§ **SOURCE TEXT**:
The environmental dimensions of transportation are related to the causes, the activities, the outputs and the results of transport systems. Establishing linkages between environmental dimensions is a difficult undertaking. For instance, to what extent carbon dioxide emissions are linked to land use patterns? Furthermore, transportation is embedded in environmental cycles, notably over the carbon cycle where carbon flows from one element of the biosphere, like the atmosphere, to another like the ecosphere, where it can be accumulated (permanently of temporarily) or passed on. The relationships between transport and the environment are also complicated by two observations:
- Level of contribution. Transport activities contribute among other anthropogenic and natural causes, directly, indirectly and cumulatively to environmental problems. In some cases, they may be a dominant factor, while in others their role is marginal and difficult to establish.
- Scale of impact. Transport activities contribute at different geographical scales to environmental problems , ranging from local (noise and CO emissions) to global (climate change), not forgetting continental / national / regional problems (smog and acid rain).

§ **SUPPLIED INFORMATION**:
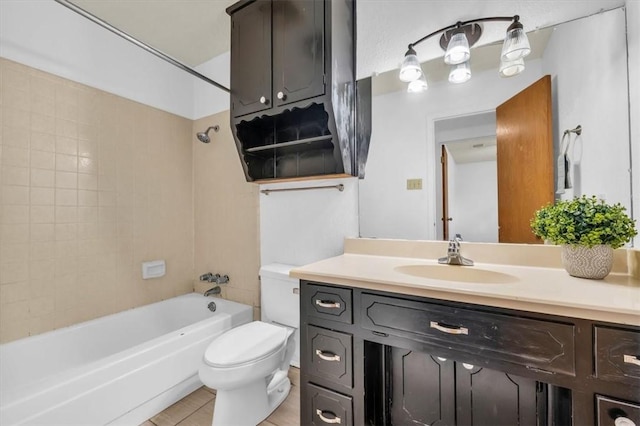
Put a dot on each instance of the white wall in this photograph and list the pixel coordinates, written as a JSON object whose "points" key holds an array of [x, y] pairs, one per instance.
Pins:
{"points": [[602, 151], [46, 35], [476, 200], [633, 40], [300, 227]]}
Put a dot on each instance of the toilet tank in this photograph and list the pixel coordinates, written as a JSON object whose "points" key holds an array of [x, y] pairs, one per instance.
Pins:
{"points": [[279, 295]]}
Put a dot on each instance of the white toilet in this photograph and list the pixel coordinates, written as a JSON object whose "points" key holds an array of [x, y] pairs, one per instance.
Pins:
{"points": [[248, 365]]}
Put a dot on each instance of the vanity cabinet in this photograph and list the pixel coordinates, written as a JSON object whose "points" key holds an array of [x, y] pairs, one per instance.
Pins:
{"points": [[378, 358]]}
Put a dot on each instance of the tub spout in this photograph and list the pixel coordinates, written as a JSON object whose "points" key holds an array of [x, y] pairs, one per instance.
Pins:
{"points": [[213, 291]]}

§ **TASK PROMPT**: Copy word for word the part of the text on transportation and the environment from "- Scale of impact." to "and acid rain).".

§ **EXPECTED ANSWER**:
- Scale of impact. Transport activities contribute at different geographical scales to environmental problems , ranging from local (noise and CO emissions) to global (climate change), not forgetting continental / national / regional problems (smog and acid rain).